AVAILABLE RECORDS:
┄┄┄┄┄┄┄┄┄┄
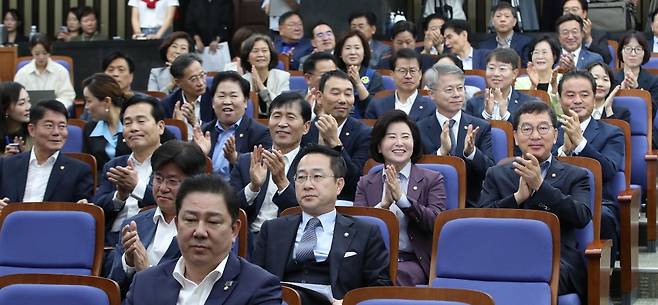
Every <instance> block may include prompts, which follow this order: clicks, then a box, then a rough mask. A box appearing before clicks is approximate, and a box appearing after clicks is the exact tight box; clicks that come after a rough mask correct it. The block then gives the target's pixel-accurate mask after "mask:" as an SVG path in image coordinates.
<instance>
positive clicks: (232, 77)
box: [194, 71, 272, 180]
mask: <svg viewBox="0 0 658 305" xmlns="http://www.w3.org/2000/svg"><path fill="white" fill-rule="evenodd" d="M212 92H215V93H216V94H215V98H214V99H213V101H212V104H213V105H212V108H213V110H214V113H215V115H216V117H217V119H215V120H213V121H211V122H209V123H208V124H206V125H205V126H203V127H195V128H194V142H195V143H196V144H197V145H199V147H201V149H202V150H203V152H204V153H206V154H207V155H208V157H210V159H211V160H212V168H213V172H214V173H218V174H220V175H221V176H222V177H224V178H226V180H228V177H229V175H230V174H231V168H232V166H233V165H235V164H236V162H237V161H238V155H239V154H241V153H246V152H250V151H251V150H252V149H253V148H254V146H257V145H263V147H270V146H271V145H272V139H271V138H270V135H269V132H268V130H267V127H265V126H263V125H261V124H259V123H258V122H256V121H254V120H253V119H251V118H250V117H248V116H247V115H246V114H245V111H246V110H247V99H248V98H249V82H248V81H247V80H245V79H244V78H242V76H240V74H238V73H237V72H233V71H227V72H220V73H217V75H215V81H214V84H213V89H212Z"/></svg>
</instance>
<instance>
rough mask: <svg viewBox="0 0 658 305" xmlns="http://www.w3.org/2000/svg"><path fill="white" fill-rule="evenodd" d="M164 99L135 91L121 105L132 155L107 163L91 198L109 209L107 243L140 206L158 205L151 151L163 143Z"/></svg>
mask: <svg viewBox="0 0 658 305" xmlns="http://www.w3.org/2000/svg"><path fill="white" fill-rule="evenodd" d="M159 106H160V101H158V100H157V99H156V98H154V97H150V96H146V95H140V94H138V95H134V96H133V97H131V98H129V99H128V100H126V101H125V102H124V104H123V106H122V107H121V120H122V122H123V126H124V128H123V138H124V139H125V140H126V143H127V145H128V147H129V148H130V149H131V150H132V153H131V154H130V155H124V156H119V157H115V158H114V159H112V160H110V161H109V162H107V163H106V164H105V166H104V167H103V174H102V175H101V177H102V180H101V183H100V186H99V187H98V191H96V195H95V196H94V198H93V199H92V200H91V201H92V202H93V203H94V204H96V205H98V206H100V207H101V208H103V211H104V212H105V227H106V228H105V229H106V230H105V245H106V246H112V247H113V246H115V245H116V243H117V241H118V240H119V231H120V230H121V224H123V222H124V221H125V220H126V219H127V218H129V217H132V216H134V215H135V214H137V212H139V209H140V208H143V207H145V206H149V205H154V204H155V200H154V198H153V191H152V189H151V173H152V170H151V155H152V154H153V152H154V151H155V150H156V149H157V148H158V147H160V136H161V135H162V133H163V132H164V128H165V127H164V113H163V112H162V108H160V107H159Z"/></svg>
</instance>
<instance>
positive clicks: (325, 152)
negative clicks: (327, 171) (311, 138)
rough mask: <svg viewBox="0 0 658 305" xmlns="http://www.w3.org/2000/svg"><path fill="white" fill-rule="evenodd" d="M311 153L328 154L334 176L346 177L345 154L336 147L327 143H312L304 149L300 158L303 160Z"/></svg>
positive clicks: (331, 169) (327, 156)
mask: <svg viewBox="0 0 658 305" xmlns="http://www.w3.org/2000/svg"><path fill="white" fill-rule="evenodd" d="M310 154H319V155H324V156H327V157H328V158H329V167H331V171H332V172H333V174H334V178H336V179H338V178H344V177H345V174H346V173H347V165H345V160H344V159H343V156H342V155H341V154H340V153H339V152H338V151H336V150H335V149H333V148H331V147H329V146H326V145H320V144H315V143H310V144H308V145H306V147H304V150H302V156H301V157H300V158H299V159H300V160H301V158H303V157H305V156H307V155H310Z"/></svg>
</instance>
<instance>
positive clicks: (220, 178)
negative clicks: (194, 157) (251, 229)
mask: <svg viewBox="0 0 658 305" xmlns="http://www.w3.org/2000/svg"><path fill="white" fill-rule="evenodd" d="M191 193H210V194H214V195H218V196H220V197H222V198H223V199H224V202H225V204H226V209H227V210H228V213H229V215H230V216H231V224H234V223H235V222H236V221H237V220H238V219H239V217H240V216H239V215H240V203H239V202H238V197H237V196H235V191H234V190H233V188H232V187H231V186H230V185H229V184H228V182H226V181H224V179H222V178H221V177H220V176H218V175H206V174H202V175H196V176H192V177H188V178H186V179H185V180H183V184H181V186H180V188H179V189H178V194H177V195H176V214H178V213H180V210H181V209H182V207H183V201H184V200H185V197H187V195H189V194H191ZM243 225H246V224H243Z"/></svg>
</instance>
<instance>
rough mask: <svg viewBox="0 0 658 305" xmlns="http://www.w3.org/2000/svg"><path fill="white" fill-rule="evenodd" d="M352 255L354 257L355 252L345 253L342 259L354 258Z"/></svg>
mask: <svg viewBox="0 0 658 305" xmlns="http://www.w3.org/2000/svg"><path fill="white" fill-rule="evenodd" d="M354 255H356V252H353V251H349V252H345V256H343V258H345V257H350V256H354Z"/></svg>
┄┄┄┄┄┄┄┄┄┄
How many lines of the records contain the word "rough"? Give only the number.

4